SUPPLIED PASSAGE:

# Best Buy Lump Sum Demand Deposit Rates for Non-Residents



## NY_Resident (6 Jul 2009)

I have noticed that most of the "Best Buys" for Lump Sum Demand Deposit accounts are only available to Irish residents. I am currently working and living outside of Ireland (for last 2 years) and am therefore not resident in Ireland. I have a lump sum balance of 80k in an AIB account which is earning close to 0% at the moment 

Has anybody done any research as to the lump sum demand deposit "Best Buys" for non-residents?

Given that I am abroad, online or phone access will be an important consideration.

Appreciate any advice you may have...


----------



## Lightning (7 Jul 2009)

What country are you currently resident in? Have you researched local options?


----------



## NY_Resident (7 Jul 2009)

fungus

I am based in the US. However, I have significant concerns about future inflation here and the knock-on impact on the strength of the USD. I therefore transferred a chunk of my savings to Euro, so I am looking for EUR desposit rate options.

WRITTEN TASK:
Please answer these questions about the thread on deposit rates for non-residents:
1. For how long has NY_Resident been living outside Ireland?
2. At which bank is the 80k lump sum held?
3. In which country is NY_Resident based?
The material after this point comes from a separate source.

[Source data]
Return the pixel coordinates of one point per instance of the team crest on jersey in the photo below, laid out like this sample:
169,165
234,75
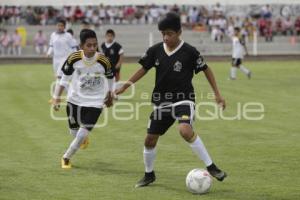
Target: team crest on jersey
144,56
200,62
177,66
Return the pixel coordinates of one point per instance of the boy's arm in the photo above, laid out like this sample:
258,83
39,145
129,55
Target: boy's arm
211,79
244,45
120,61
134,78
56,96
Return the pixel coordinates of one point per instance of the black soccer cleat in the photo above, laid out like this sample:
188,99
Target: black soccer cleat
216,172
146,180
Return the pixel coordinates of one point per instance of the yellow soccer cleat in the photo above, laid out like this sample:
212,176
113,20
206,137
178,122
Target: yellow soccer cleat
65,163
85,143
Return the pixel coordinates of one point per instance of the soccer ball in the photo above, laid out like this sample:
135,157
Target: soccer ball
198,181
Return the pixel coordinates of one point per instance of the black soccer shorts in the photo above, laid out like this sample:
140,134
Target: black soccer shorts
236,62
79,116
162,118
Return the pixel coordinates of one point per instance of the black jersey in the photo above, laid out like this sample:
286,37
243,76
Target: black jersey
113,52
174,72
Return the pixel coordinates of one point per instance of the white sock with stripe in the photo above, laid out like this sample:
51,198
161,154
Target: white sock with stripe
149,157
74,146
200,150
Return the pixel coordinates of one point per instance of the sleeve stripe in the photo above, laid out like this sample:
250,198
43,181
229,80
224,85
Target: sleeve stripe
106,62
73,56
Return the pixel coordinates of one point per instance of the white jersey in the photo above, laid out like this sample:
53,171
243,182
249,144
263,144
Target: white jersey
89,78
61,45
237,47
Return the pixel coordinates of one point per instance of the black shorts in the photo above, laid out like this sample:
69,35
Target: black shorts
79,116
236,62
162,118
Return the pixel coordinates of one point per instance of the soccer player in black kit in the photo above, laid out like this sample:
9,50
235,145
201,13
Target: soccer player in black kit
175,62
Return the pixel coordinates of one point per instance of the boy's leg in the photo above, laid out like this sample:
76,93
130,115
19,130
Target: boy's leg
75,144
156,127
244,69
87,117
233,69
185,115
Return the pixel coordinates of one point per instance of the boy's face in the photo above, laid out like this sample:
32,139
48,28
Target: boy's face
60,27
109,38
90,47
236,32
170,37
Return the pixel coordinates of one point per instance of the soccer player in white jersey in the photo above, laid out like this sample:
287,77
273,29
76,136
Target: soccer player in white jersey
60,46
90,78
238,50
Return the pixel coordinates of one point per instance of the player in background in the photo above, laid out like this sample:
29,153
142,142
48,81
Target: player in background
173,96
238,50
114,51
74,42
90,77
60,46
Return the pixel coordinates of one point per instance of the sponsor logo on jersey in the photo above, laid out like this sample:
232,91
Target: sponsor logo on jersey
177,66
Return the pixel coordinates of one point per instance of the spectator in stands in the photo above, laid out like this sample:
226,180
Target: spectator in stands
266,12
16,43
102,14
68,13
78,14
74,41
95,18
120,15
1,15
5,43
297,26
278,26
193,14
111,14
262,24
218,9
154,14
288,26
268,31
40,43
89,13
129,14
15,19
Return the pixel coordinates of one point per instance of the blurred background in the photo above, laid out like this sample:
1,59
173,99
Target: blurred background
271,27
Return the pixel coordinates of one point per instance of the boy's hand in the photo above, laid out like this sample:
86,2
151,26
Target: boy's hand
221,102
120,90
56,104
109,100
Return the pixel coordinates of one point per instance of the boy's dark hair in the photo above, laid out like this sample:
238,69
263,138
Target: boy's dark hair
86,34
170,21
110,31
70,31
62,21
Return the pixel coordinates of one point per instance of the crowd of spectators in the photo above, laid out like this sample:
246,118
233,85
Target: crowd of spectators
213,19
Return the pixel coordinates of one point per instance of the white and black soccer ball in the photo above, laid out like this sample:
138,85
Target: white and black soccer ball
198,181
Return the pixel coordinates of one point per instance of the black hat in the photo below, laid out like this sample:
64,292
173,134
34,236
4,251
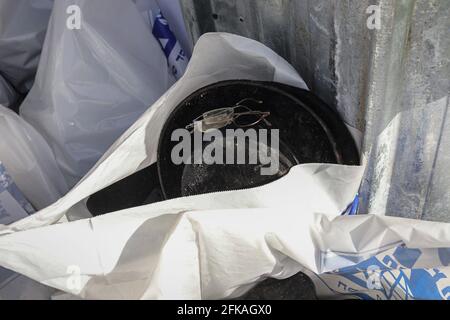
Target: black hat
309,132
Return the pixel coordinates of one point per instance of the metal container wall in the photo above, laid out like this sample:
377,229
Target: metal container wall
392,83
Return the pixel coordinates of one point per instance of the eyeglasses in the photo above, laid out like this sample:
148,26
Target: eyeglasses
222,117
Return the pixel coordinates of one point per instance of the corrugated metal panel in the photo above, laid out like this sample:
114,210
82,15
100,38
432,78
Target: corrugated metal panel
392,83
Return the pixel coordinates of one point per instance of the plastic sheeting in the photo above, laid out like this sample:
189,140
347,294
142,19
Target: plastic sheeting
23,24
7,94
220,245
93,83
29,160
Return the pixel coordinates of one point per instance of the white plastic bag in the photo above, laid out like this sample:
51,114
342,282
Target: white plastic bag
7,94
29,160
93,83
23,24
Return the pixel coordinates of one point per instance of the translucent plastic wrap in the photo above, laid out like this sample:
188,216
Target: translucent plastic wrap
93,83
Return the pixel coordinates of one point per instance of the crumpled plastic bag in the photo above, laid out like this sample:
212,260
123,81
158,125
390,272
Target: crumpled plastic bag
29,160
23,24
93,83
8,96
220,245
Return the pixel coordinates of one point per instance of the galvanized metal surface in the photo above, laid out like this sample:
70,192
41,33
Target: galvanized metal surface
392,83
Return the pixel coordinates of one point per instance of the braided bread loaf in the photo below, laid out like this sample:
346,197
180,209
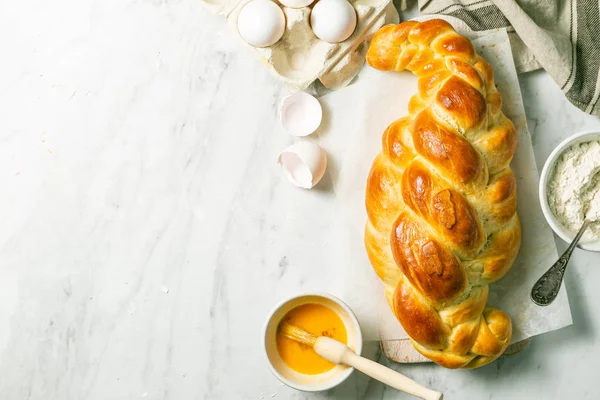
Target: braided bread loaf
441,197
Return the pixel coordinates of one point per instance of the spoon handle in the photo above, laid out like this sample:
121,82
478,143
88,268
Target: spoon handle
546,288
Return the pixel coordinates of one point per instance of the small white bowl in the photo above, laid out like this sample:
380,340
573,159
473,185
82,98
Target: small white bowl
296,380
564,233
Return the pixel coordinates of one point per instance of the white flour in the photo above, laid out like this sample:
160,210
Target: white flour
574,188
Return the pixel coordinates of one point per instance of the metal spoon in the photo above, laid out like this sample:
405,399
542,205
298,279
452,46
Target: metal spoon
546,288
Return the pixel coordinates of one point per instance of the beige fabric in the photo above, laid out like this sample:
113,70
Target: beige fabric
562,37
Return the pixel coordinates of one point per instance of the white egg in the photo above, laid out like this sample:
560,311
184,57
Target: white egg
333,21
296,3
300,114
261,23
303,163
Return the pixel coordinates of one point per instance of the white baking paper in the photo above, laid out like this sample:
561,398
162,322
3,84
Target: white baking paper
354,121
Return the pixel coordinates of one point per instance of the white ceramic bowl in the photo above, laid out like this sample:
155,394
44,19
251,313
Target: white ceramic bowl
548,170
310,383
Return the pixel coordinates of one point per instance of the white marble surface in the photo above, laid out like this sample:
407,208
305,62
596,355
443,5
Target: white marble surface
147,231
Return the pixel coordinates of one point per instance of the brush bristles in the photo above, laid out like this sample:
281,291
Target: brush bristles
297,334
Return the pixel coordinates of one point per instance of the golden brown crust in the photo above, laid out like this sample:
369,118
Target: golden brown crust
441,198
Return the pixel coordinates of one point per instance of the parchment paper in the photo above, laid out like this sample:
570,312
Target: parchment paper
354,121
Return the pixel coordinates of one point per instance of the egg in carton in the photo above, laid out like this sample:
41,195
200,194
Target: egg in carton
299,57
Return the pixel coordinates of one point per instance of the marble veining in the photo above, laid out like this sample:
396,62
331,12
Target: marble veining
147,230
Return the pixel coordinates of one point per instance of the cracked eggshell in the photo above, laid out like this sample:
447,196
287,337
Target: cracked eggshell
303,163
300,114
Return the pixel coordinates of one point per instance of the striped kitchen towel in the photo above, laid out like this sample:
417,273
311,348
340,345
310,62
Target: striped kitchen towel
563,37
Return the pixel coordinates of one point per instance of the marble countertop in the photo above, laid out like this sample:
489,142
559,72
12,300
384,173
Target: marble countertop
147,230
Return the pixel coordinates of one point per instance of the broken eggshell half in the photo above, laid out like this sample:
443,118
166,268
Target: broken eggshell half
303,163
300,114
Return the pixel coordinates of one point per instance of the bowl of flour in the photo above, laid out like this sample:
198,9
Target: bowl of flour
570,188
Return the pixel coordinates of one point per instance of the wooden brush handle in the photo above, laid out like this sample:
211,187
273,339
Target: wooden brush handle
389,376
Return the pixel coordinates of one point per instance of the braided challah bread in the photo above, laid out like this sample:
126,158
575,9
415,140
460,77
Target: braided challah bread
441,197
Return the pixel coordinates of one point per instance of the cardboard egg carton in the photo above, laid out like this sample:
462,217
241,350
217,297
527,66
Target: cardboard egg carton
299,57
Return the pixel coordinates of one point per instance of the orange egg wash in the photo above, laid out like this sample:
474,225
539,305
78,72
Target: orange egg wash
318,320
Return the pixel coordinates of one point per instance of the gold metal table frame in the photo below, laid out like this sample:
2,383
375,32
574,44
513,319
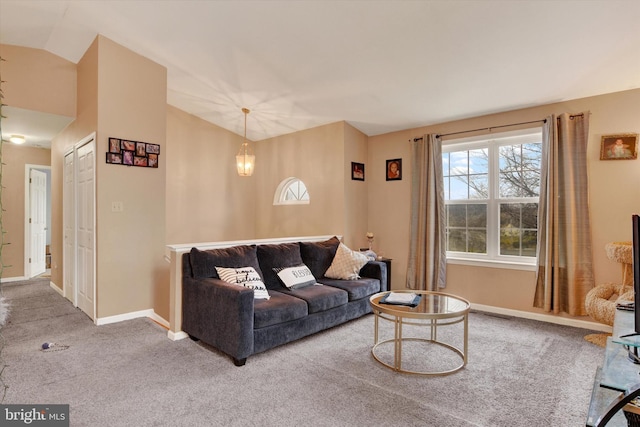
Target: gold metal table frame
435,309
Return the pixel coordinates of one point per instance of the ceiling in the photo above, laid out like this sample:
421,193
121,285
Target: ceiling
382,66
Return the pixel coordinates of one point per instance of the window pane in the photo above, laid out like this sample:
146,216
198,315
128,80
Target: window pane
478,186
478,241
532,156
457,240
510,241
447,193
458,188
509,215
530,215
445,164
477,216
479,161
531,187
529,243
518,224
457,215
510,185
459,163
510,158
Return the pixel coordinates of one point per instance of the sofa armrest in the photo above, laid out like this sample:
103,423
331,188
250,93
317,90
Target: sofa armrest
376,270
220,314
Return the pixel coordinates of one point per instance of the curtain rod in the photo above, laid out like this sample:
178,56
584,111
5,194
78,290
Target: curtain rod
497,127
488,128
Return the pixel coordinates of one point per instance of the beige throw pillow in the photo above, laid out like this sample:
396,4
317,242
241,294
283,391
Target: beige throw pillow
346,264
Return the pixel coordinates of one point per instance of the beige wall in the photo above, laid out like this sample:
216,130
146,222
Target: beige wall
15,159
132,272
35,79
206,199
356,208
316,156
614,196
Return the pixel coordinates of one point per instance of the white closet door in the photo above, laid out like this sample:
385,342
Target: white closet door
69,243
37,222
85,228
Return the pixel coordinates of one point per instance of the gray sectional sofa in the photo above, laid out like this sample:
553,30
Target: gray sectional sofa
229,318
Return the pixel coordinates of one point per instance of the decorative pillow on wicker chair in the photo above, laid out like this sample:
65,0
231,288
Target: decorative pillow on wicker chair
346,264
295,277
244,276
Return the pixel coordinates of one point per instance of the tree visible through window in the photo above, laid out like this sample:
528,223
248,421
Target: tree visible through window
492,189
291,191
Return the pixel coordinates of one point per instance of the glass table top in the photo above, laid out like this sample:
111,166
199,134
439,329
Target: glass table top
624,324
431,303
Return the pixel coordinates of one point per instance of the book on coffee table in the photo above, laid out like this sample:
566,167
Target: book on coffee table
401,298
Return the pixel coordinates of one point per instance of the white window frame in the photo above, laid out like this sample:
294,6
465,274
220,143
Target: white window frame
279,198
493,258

SOLUTION TO THE EXERCISE:
1. For the last 2 years.
2. AIB.
3. The US.